Excerpts of location labeling data
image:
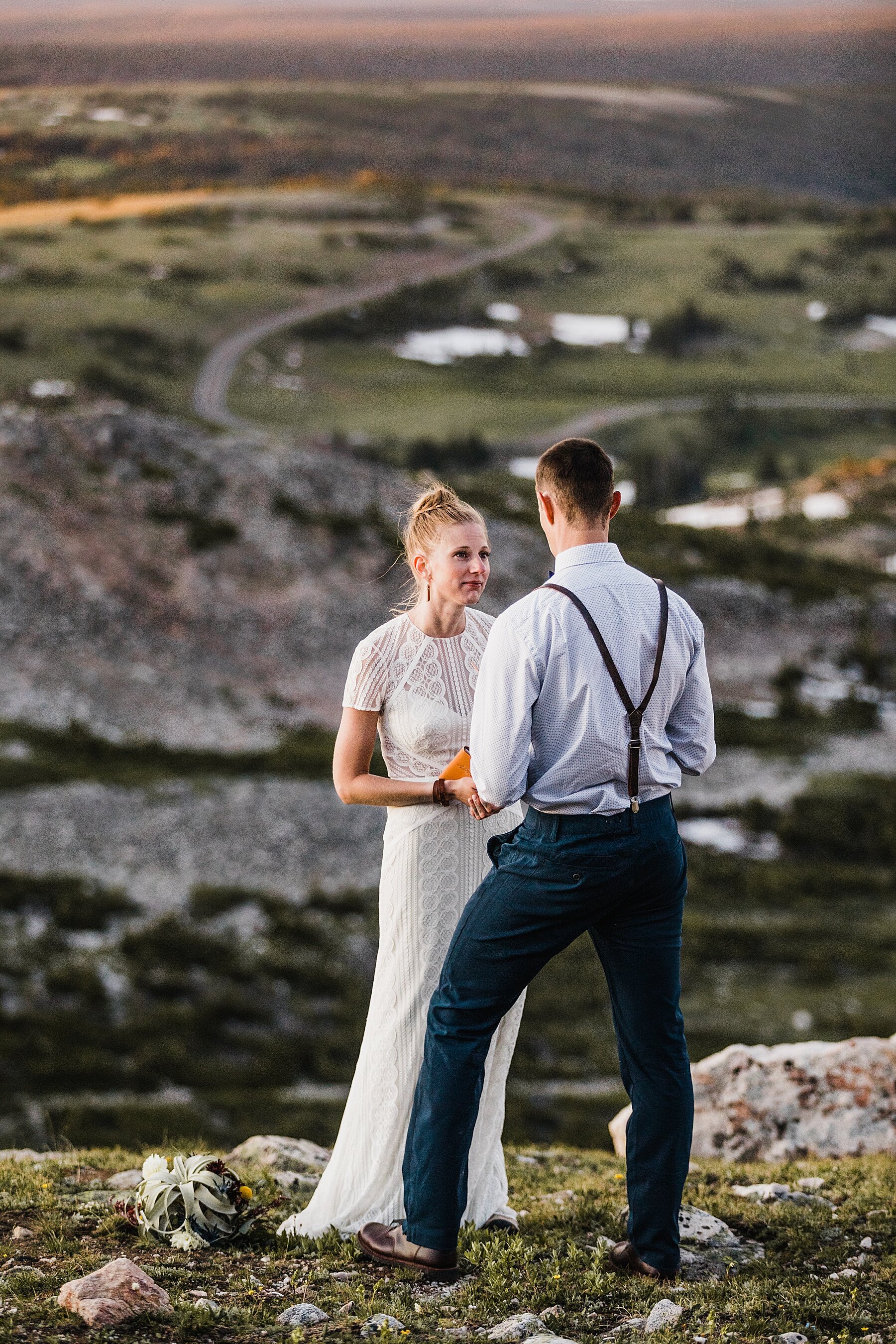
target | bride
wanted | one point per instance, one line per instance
(414, 679)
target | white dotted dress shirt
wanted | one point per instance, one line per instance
(549, 725)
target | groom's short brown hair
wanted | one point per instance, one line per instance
(578, 475)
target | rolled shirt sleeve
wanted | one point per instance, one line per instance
(691, 726)
(501, 730)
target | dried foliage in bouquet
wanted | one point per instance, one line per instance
(195, 1203)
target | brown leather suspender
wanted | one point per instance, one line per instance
(635, 711)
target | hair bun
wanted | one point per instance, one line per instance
(433, 499)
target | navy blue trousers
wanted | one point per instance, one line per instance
(624, 880)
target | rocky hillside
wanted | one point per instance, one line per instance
(159, 584)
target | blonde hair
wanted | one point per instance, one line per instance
(435, 508)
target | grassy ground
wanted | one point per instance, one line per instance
(551, 1264)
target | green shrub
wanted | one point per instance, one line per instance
(676, 333)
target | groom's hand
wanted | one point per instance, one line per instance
(480, 809)
(464, 790)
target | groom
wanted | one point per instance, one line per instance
(593, 701)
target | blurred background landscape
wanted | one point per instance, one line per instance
(261, 266)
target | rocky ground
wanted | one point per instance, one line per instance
(753, 1272)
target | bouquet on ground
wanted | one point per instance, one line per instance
(198, 1202)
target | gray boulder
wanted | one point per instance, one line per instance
(304, 1314)
(520, 1327)
(780, 1103)
(710, 1250)
(280, 1153)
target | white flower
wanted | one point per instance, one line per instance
(198, 1193)
(186, 1239)
(155, 1164)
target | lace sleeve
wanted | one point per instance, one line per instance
(367, 675)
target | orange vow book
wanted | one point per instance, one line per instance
(458, 768)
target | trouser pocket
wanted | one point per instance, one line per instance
(493, 846)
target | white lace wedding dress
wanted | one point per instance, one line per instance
(433, 861)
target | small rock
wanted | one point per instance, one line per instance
(696, 1225)
(601, 1243)
(113, 1293)
(519, 1327)
(549, 1339)
(374, 1324)
(125, 1180)
(664, 1314)
(768, 1194)
(295, 1180)
(281, 1153)
(304, 1314)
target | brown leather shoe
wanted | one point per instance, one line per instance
(390, 1246)
(625, 1258)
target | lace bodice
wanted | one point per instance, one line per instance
(422, 688)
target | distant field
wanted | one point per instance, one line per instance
(766, 340)
(129, 308)
(712, 136)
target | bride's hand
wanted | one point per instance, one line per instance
(464, 790)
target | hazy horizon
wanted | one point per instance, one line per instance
(441, 22)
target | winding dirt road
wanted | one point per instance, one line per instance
(217, 373)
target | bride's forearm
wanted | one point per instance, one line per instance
(378, 792)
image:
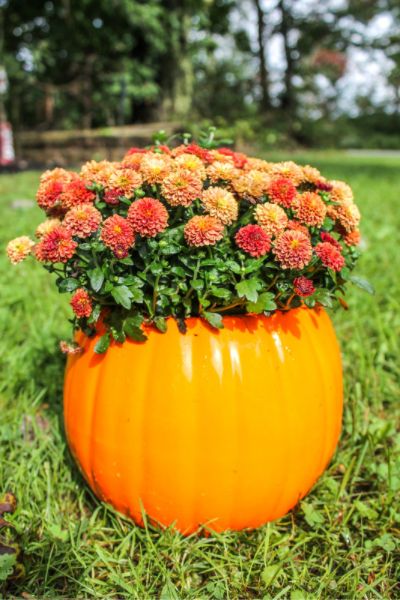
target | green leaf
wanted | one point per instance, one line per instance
(68, 285)
(248, 289)
(96, 278)
(103, 344)
(122, 295)
(133, 330)
(265, 302)
(161, 324)
(364, 284)
(215, 319)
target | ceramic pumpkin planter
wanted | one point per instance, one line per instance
(227, 429)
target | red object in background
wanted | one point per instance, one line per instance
(7, 154)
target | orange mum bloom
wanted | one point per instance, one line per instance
(56, 246)
(18, 249)
(330, 256)
(203, 230)
(82, 220)
(181, 187)
(46, 226)
(148, 217)
(81, 303)
(253, 240)
(220, 203)
(293, 249)
(75, 192)
(282, 191)
(310, 209)
(271, 217)
(118, 235)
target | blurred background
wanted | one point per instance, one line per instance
(86, 79)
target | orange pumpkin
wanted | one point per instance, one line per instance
(227, 429)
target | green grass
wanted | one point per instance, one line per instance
(340, 542)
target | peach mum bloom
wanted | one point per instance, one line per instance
(271, 217)
(97, 172)
(155, 167)
(181, 187)
(293, 249)
(310, 209)
(281, 190)
(19, 248)
(253, 240)
(220, 203)
(82, 220)
(81, 303)
(56, 246)
(126, 181)
(330, 256)
(221, 171)
(118, 235)
(290, 170)
(76, 192)
(148, 216)
(203, 230)
(191, 162)
(46, 226)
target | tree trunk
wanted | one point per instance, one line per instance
(265, 103)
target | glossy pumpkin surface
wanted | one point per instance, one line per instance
(227, 429)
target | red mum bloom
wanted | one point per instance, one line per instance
(327, 237)
(118, 235)
(82, 220)
(303, 287)
(75, 192)
(56, 246)
(81, 303)
(148, 216)
(293, 249)
(203, 231)
(253, 240)
(330, 256)
(282, 191)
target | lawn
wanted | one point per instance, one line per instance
(340, 542)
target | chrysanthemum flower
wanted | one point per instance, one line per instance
(181, 187)
(70, 349)
(289, 170)
(327, 237)
(221, 171)
(81, 303)
(330, 256)
(56, 246)
(191, 162)
(303, 286)
(251, 184)
(118, 235)
(148, 217)
(340, 192)
(203, 230)
(125, 181)
(220, 203)
(310, 209)
(19, 248)
(75, 192)
(281, 190)
(271, 217)
(154, 167)
(82, 220)
(253, 240)
(293, 249)
(97, 172)
(352, 238)
(46, 226)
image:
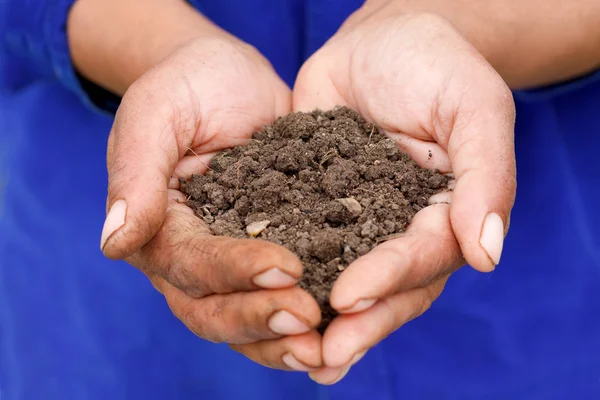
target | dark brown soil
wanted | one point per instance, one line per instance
(327, 185)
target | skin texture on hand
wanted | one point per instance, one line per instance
(211, 94)
(190, 90)
(419, 80)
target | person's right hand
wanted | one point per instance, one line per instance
(208, 95)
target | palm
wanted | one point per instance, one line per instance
(427, 88)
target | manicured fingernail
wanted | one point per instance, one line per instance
(441, 198)
(359, 306)
(329, 375)
(114, 220)
(284, 323)
(174, 183)
(342, 374)
(357, 357)
(492, 237)
(274, 279)
(291, 361)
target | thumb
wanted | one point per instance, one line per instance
(481, 150)
(143, 151)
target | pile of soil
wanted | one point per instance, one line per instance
(326, 185)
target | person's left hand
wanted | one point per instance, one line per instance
(419, 80)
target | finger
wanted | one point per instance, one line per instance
(426, 154)
(350, 335)
(481, 148)
(332, 375)
(192, 164)
(441, 198)
(427, 251)
(144, 146)
(186, 255)
(291, 353)
(313, 89)
(243, 317)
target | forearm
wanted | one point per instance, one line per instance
(113, 42)
(529, 42)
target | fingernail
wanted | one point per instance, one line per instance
(284, 323)
(174, 183)
(329, 375)
(492, 237)
(441, 198)
(342, 375)
(114, 220)
(357, 357)
(359, 306)
(293, 363)
(274, 279)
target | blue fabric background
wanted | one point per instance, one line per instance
(76, 326)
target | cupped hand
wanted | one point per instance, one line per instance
(419, 80)
(211, 94)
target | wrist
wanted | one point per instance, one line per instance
(113, 42)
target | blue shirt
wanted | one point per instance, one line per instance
(74, 325)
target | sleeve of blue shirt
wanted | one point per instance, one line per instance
(36, 30)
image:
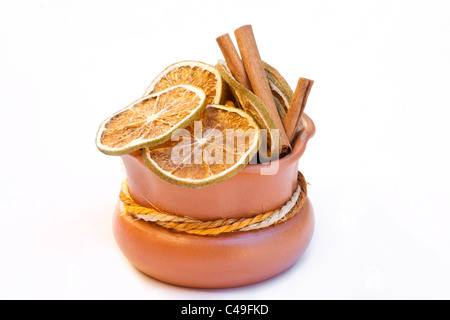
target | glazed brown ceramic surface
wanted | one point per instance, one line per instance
(243, 195)
(227, 260)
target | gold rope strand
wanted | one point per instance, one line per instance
(218, 226)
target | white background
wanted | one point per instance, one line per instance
(378, 165)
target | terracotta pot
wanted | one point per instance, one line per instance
(244, 195)
(225, 260)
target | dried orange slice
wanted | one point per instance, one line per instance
(215, 147)
(194, 73)
(150, 120)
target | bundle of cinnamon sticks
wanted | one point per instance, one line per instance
(247, 68)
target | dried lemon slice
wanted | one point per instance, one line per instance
(194, 73)
(215, 147)
(248, 101)
(150, 120)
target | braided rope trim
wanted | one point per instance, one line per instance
(215, 227)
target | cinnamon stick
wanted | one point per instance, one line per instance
(296, 108)
(255, 71)
(233, 60)
(305, 99)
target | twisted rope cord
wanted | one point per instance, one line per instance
(218, 226)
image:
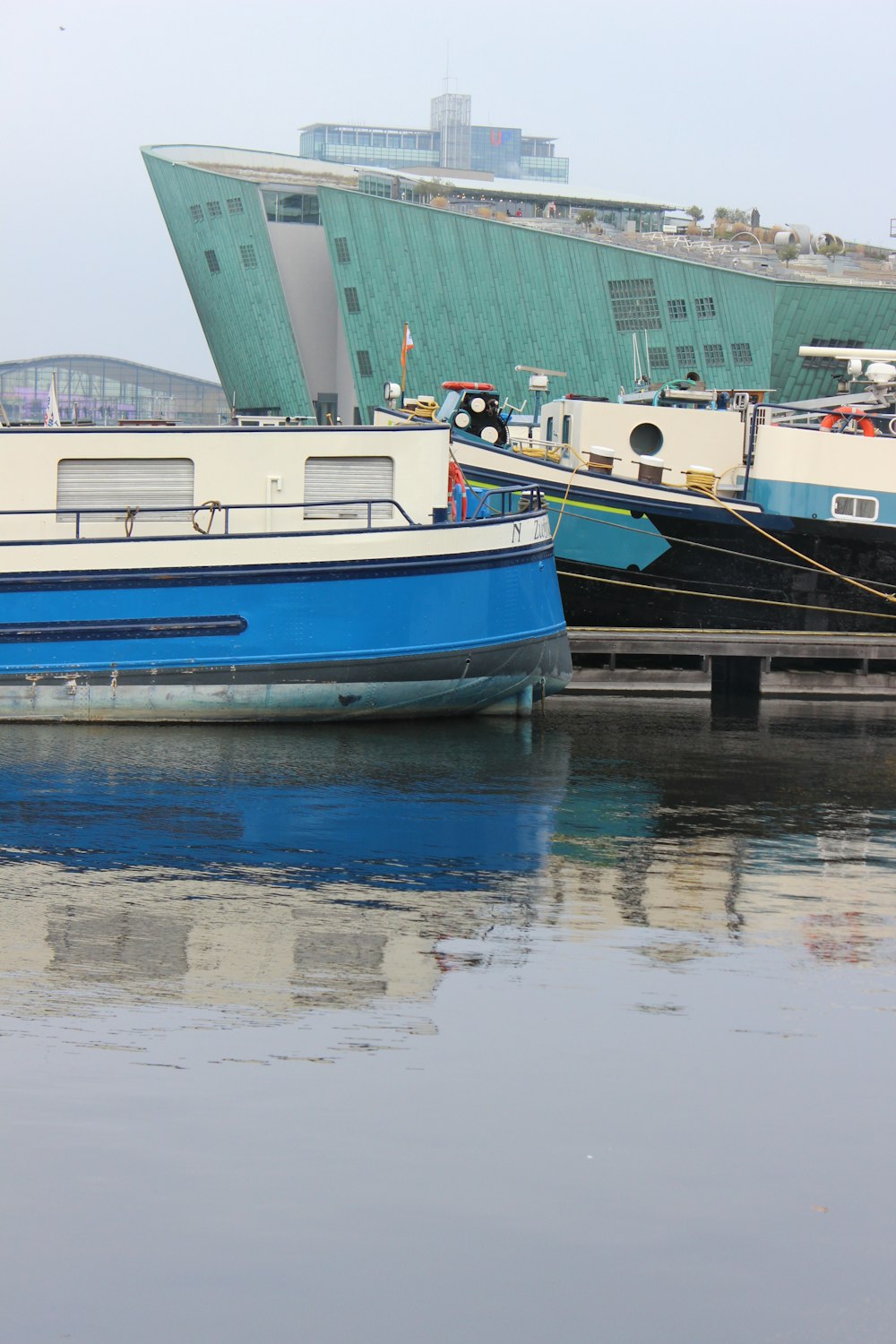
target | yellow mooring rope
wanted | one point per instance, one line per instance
(825, 569)
(723, 597)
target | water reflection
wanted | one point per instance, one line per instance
(777, 827)
(287, 871)
(277, 871)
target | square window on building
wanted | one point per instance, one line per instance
(634, 306)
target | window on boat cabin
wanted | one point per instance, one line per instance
(340, 487)
(161, 488)
(864, 507)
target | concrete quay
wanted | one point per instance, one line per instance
(705, 663)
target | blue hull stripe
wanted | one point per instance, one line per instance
(151, 628)
(309, 573)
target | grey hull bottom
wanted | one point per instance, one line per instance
(500, 680)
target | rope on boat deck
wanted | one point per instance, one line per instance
(727, 597)
(825, 569)
(680, 540)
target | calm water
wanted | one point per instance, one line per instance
(573, 1031)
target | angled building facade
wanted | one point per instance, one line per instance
(304, 276)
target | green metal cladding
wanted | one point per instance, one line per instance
(241, 304)
(482, 296)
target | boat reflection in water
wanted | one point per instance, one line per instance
(263, 868)
(719, 832)
(268, 871)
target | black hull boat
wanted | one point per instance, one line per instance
(684, 507)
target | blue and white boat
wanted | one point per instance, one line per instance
(265, 572)
(685, 507)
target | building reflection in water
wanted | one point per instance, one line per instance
(271, 870)
(778, 830)
(279, 871)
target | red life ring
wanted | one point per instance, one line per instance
(856, 413)
(455, 478)
(468, 387)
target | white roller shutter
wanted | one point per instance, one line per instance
(123, 483)
(355, 478)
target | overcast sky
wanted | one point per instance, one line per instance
(782, 107)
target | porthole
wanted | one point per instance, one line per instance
(645, 438)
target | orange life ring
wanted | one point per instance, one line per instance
(856, 413)
(455, 478)
(468, 387)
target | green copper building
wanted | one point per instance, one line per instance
(306, 273)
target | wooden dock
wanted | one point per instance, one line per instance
(754, 663)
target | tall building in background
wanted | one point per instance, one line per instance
(304, 276)
(450, 144)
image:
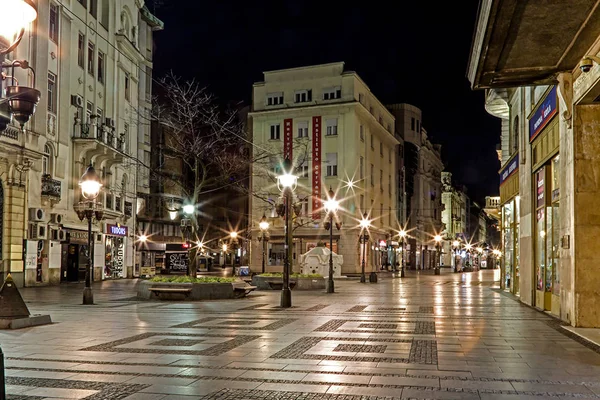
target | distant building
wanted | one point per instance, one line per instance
(339, 136)
(422, 169)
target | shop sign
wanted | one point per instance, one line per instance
(540, 175)
(543, 114)
(510, 169)
(77, 237)
(177, 262)
(116, 230)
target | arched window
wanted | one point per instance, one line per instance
(47, 160)
(514, 145)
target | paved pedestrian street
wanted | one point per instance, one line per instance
(452, 336)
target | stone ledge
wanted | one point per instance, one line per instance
(18, 323)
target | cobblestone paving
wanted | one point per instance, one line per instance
(453, 336)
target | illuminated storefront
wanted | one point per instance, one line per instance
(510, 204)
(544, 138)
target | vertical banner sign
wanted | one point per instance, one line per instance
(316, 175)
(288, 140)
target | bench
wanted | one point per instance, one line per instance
(242, 290)
(157, 291)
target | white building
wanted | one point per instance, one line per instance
(338, 132)
(93, 66)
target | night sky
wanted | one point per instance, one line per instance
(413, 52)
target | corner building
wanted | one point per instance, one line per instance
(336, 132)
(549, 180)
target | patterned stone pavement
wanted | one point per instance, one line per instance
(453, 336)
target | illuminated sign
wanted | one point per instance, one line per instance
(511, 168)
(116, 230)
(543, 114)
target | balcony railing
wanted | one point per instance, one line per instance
(51, 187)
(102, 133)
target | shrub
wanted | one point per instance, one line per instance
(189, 279)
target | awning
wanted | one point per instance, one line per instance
(528, 42)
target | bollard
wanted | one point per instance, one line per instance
(2, 383)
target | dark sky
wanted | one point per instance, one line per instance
(406, 51)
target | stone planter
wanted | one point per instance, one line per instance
(200, 291)
(275, 283)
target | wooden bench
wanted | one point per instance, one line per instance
(157, 291)
(242, 290)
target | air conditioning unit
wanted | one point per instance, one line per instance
(37, 214)
(77, 100)
(59, 235)
(57, 218)
(38, 231)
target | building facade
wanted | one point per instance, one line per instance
(338, 136)
(93, 66)
(549, 182)
(423, 166)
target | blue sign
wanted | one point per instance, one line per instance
(510, 169)
(543, 114)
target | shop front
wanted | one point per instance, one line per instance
(510, 220)
(114, 255)
(544, 138)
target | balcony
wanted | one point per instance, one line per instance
(99, 139)
(51, 189)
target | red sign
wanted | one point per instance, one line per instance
(288, 139)
(316, 175)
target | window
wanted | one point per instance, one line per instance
(52, 93)
(331, 164)
(94, 8)
(274, 99)
(302, 96)
(100, 67)
(331, 125)
(80, 50)
(89, 111)
(332, 93)
(53, 28)
(361, 167)
(275, 131)
(127, 87)
(303, 129)
(91, 58)
(47, 160)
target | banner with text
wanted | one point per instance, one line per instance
(288, 140)
(316, 168)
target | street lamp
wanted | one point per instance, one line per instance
(402, 234)
(264, 226)
(438, 245)
(90, 188)
(287, 182)
(455, 245)
(365, 223)
(331, 206)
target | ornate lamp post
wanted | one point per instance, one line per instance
(455, 247)
(331, 206)
(403, 241)
(287, 182)
(90, 188)
(264, 226)
(438, 246)
(365, 223)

== What the task requires ==
Copy exactly the lines above, from the one containing "target | red sign" through the very last line.

== Final result ==
target | red sign
wanted | one point per instance, one line per instance
(288, 139)
(316, 175)
target | window
wanted | one point per instance, one line per instance
(52, 93)
(331, 164)
(94, 8)
(274, 99)
(302, 96)
(100, 67)
(331, 125)
(80, 50)
(89, 111)
(332, 93)
(53, 28)
(361, 167)
(275, 131)
(127, 87)
(303, 129)
(91, 58)
(47, 160)
target | banner with text
wanted | one point per instance, one line per instance
(288, 140)
(316, 168)
target | street lamp
wanted | one point per instance, one line per instance
(402, 234)
(264, 226)
(438, 245)
(90, 188)
(287, 182)
(455, 245)
(365, 223)
(331, 206)
target | ornate lamp post
wanted | one point per instance, one line per instance
(455, 247)
(331, 206)
(403, 241)
(287, 182)
(90, 188)
(264, 226)
(438, 246)
(365, 223)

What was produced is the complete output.